— Exercise brief —
Reproduce, word for word, the stretch of the entries below from the line containing "Please trace the outline of every instance of the tree." through the end of the entries.

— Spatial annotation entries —
★ ★ ★ ★ ★ ★ ★
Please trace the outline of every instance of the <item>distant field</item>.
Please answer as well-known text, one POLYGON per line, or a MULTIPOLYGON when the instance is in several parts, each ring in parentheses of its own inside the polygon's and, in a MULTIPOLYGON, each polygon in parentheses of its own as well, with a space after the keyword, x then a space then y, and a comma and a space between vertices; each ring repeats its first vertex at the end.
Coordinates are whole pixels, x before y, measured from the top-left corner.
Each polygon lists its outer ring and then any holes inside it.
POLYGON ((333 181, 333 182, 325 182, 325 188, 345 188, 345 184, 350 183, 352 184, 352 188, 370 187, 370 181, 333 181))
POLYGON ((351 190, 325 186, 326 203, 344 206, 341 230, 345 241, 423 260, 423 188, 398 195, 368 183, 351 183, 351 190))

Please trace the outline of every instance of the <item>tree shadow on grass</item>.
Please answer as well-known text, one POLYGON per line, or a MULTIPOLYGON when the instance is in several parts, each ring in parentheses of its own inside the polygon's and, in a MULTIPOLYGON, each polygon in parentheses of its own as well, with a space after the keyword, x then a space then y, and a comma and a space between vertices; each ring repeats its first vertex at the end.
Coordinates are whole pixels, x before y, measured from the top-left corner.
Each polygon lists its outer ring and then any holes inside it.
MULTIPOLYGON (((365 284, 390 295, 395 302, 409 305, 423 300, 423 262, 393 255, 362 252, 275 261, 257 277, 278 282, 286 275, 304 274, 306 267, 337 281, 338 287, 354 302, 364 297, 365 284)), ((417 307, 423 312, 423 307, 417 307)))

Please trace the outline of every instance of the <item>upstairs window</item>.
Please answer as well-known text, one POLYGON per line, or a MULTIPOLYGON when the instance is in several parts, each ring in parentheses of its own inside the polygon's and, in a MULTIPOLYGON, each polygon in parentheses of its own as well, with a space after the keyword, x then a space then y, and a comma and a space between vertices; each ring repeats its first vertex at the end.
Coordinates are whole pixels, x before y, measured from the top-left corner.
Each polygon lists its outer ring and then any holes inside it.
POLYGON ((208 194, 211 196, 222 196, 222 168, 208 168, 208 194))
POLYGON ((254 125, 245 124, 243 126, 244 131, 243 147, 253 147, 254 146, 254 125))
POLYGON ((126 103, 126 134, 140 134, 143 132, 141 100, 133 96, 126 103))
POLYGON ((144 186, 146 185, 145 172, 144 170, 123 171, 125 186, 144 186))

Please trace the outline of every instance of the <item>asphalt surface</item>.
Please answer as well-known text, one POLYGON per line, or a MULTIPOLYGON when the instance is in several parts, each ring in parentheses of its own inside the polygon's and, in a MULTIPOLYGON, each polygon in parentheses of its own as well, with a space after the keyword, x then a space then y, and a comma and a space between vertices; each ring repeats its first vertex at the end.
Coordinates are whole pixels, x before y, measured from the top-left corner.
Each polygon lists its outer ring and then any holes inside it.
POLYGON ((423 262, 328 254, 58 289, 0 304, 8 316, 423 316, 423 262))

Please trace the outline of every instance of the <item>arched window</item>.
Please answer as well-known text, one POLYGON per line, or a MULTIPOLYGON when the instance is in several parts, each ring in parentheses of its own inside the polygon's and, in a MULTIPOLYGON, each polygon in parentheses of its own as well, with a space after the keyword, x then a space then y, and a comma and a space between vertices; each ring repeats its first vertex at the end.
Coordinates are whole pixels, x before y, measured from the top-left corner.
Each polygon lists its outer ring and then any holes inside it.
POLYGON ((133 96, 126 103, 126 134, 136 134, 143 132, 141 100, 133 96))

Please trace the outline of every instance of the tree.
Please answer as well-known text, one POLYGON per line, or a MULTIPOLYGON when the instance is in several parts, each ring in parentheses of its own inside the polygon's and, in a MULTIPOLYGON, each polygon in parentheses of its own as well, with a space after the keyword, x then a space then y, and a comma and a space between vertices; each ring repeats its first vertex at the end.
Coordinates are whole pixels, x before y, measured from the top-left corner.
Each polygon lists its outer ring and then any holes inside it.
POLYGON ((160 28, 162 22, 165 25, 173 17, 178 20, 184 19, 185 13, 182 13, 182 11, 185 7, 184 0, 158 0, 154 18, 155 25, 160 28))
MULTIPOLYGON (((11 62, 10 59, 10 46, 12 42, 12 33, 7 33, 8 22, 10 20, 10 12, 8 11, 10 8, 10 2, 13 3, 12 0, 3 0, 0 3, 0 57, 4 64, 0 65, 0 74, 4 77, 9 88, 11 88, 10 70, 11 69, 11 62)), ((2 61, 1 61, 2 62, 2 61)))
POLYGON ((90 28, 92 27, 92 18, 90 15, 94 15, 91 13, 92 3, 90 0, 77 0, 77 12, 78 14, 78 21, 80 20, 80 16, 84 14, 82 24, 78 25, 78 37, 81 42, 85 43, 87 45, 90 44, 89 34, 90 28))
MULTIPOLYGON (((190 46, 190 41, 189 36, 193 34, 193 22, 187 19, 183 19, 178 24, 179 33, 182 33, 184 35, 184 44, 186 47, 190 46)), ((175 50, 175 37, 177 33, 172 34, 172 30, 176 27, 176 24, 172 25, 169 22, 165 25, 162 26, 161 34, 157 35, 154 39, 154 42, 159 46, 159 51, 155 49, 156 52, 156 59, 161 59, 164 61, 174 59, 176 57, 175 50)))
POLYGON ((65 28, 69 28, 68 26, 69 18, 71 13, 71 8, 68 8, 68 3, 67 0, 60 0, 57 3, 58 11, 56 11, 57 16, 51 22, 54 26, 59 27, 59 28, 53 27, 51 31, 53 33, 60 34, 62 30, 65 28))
★ ★ ★ ★ ★ ★ ★
— Solution —
Please trace the outline of every instance of the tree.
Please answer as well-known text, one POLYGON per line, or a MULTIPOLYGON when the instance is in several parts, each ring in parentheses of its own inside the polygon's and, in a MULTIPOLYGON, each polygon in parentheses of its own as well, with a space after the keyword, x then a space then y, and a comma and a space between vertices; each ring repeats its first vertex at the end.
Coordinates are whole pixels, x before y, measured from the top-left corner.
Each polygon lists its outer ring and then any holes inside it.
POLYGON ((160 28, 162 22, 165 25, 173 17, 178 20, 184 19, 185 13, 182 13, 182 11, 185 7, 184 0, 158 0, 154 18, 155 25, 160 28))
MULTIPOLYGON (((11 62, 10 59, 10 46, 12 42, 12 33, 7 33, 8 22, 10 20, 10 12, 8 11, 10 8, 10 2, 13 3, 12 0, 3 0, 0 3, 0 57, 4 64, 0 65, 0 74, 4 77, 9 88, 11 88, 10 70, 11 69, 11 62)), ((2 61, 1 61, 2 62, 2 61)))
POLYGON ((90 28, 92 27, 92 18, 90 15, 94 15, 91 13, 92 3, 90 0, 77 0, 77 12, 78 14, 78 21, 80 20, 80 16, 84 14, 82 24, 78 25, 78 37, 81 42, 85 43, 87 45, 90 44, 89 34, 90 28))
MULTIPOLYGON (((190 46, 190 41, 189 36, 193 34, 193 22, 187 19, 183 19, 178 24, 179 33, 182 33, 184 35, 184 44, 186 47, 190 46)), ((175 50, 175 37, 177 33, 172 34, 172 30, 176 27, 176 24, 172 25, 169 22, 165 25, 162 26, 161 34, 157 35, 154 39, 154 42, 159 46, 159 51, 155 49, 156 52, 156 59, 161 59, 164 61, 174 59, 176 57, 175 50)))
POLYGON ((65 28, 69 28, 68 26, 69 18, 71 13, 71 8, 68 8, 68 3, 67 0, 60 0, 57 3, 58 11, 56 11, 57 16, 51 22, 54 26, 59 27, 59 28, 53 27, 51 31, 53 33, 60 34, 62 30, 65 28))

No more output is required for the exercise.